--- Begin ---

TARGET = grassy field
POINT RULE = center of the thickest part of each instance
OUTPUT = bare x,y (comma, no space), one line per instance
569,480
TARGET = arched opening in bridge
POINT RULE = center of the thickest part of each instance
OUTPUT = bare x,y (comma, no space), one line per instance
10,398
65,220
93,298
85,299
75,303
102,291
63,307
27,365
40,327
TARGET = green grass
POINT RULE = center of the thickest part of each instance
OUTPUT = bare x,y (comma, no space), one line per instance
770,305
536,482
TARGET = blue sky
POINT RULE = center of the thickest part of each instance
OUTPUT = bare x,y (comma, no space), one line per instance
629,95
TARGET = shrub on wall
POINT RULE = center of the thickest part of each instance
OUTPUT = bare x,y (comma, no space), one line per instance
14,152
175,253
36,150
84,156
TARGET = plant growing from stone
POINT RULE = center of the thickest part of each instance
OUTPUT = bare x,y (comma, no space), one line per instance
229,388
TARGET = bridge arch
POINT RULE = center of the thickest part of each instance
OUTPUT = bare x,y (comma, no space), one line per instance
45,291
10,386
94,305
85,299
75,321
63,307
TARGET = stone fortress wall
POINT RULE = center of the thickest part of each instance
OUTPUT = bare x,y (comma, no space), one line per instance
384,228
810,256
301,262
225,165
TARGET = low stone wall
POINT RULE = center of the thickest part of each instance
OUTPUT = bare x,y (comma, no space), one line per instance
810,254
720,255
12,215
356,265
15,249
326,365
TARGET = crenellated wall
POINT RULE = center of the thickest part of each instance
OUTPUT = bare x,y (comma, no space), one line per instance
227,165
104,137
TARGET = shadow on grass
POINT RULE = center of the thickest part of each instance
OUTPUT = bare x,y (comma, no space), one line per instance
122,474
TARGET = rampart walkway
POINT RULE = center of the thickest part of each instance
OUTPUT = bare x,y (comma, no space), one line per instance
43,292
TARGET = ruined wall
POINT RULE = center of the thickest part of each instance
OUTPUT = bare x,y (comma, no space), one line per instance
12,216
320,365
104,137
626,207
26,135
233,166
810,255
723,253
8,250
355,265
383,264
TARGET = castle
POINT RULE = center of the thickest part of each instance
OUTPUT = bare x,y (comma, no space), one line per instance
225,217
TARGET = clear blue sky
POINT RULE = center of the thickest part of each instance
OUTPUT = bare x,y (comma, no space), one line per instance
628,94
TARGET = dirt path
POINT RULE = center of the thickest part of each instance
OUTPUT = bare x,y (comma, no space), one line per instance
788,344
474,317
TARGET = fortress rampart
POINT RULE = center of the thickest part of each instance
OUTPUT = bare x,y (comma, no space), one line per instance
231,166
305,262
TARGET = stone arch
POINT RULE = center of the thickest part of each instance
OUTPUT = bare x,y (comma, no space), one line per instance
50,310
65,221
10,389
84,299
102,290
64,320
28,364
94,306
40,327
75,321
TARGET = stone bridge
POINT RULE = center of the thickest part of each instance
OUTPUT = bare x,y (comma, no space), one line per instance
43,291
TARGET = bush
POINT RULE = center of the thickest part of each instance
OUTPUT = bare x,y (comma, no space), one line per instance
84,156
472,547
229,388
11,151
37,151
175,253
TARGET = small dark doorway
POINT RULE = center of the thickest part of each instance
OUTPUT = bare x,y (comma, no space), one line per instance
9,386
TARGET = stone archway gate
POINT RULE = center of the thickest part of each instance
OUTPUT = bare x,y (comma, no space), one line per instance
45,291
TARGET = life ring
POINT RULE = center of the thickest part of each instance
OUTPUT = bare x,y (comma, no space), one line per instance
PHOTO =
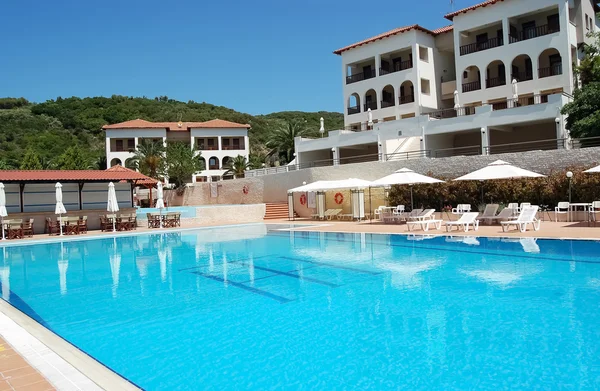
303,199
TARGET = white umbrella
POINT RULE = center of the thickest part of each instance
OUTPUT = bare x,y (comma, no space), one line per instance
405,176
60,208
113,205
160,204
499,170
3,213
593,170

--- End ---

Work to do: Arrange all the items above as a two-column CSV with the headers "instruction" and "coordinates", one row per item, putting each item's text and its answer in separate quoted fields with line breaks changed to spaces. Leave out the pictures.

Full output:
instruction,coordinates
"TARGET = grassy field POINT RULE = center of the thickest part of each instance OUTPUT = bare x,y (comma, no space), one line per instance","569,480"
"TARGET = arched opening in bridge POINT RULE = center of the thickest part of each instance OUTPUT = bare x,y (comma, no space), one line per instance","10,398 65,220 93,298 85,299 75,303 102,291 63,307 27,365 40,327"
"TARGET = green grass POINT RULE = center of the thickest part of each instance OUTPUT = bare x,y (comma, no space), one line per instance","770,305 536,482"
"TARGET = blue sky POINT RULE = center of the thickest part of each instance OUTPUT = bare x,y (comma, no space), one line per instance","629,95"
"TARGET = shrub on wall POINT RULE = center of the thickest part of each instance OUTPUT = bare x,y (comma, no space), one line per instance","14,152 175,253 36,150 84,156"
"TARGET = plant growing from stone POINT RULE = center of the thickest part of each instance OUTPUT = bare x,y (comma, no space), one line per instance","229,388"
"TARGET = bridge arch POINT RULE = center of the thickest part of each instance OUTPUT = bare x,y (comma, no space), one line per instance","45,291 10,386 94,305 85,299 75,321 63,307"
"TARGET = stone fortress wall POINT RULE = center of the thickest part of each instance OUTPUT = bare x,y (comma, no space), one line per instance","384,228 810,256 301,262 225,165"
"TARGET = low stone wall POINT RULE = center of the thickest part of each instance OUTPUT = bare x,y (comma, no space), one line per instance","810,254 720,255 12,215 356,265 15,249 326,365"
"TARGET = crenellated wall POINT RULE = center of the thickest part of each instance OUTPUT = bare x,y (comma, no space), one line per instance","227,165 104,137"
"TARGET = shadow on grass POINT RULE = center of the thickest part of each instance OUTPUT = bare x,y (comma, no space), one line per instance","122,474"
"TARGET = rampart walkway POINT RULE = center of the thickest part of each instance OUTPUT = bare x,y (comma, no space), one line per instance","43,292"
"TARGET = ruined wall POINT RULE = center of the thickest part of each instance OUTPUT = bare x,y (comma, no space), one line per instance","12,216 320,365 104,137 626,207 26,135 233,166 810,255 723,253 8,250 355,265 383,264"
"TARGET = castle POINT RULE = center of the thickest part of each instance OUTPUT = bare x,y (comma, no space), one line per instance","225,217"
"TARGET = clear blue sky POINT RULE = center of the thickest part of each instance OUTPUT = bare x,y (comma, no space), one line per instance","628,94"
"TARGET = dirt path POINT RULE = center of the thickest part of each instance OUTPUT = bare x,y (comma, no space), one line per instance","788,344 474,317"
"TARGET = fortress rampart POINT RULE = center of the thickest part of each instance OUTPUT = bare x,y (comma, no space), one line per instance","231,166 305,262"
"TARGET = stone arch POINT RULE = center of the thickest part of each instance OUTPUT = bare x,y (comma, no space), one line per instance","50,310 65,221 10,389 84,299 102,290 64,320 28,364 94,306 40,327 75,321"
"TARGET = stone bridge POINT RULE = center of the thickest part of each instance OUTPUT = bare x,y (comma, no space), one line per instance","43,291"
"TARGET = bush POINT RULE = center of the thickest part of each instance OUTPUT = bare x,y (comma, no space), one line per instance","84,156 472,547 229,388 11,151 37,151 175,253"
"TARGET = small dark doorway POINT RULE = center of the thickest part of each instance OUTPUT = bare x,y (comma, no space), one line per instance","9,386"
"TARGET = stone archway gate POINT RULE = center of the thickest part of each instance OUTPUT = bare x,y (comma, no space), one line per instance","45,291"
"TARGET = life ring POINT RULE = center of the thickest part of each instance OUTPUT = bare x,y (comma, no space), one line per instance PHOTO =","303,199"
"TARGET = white umbrella POINT RULE = center of the thickest part of each instance OUTPUT = bare x,y (comma, no space), one line per instance","405,176 60,208 113,205 160,204 499,170 3,213 593,170"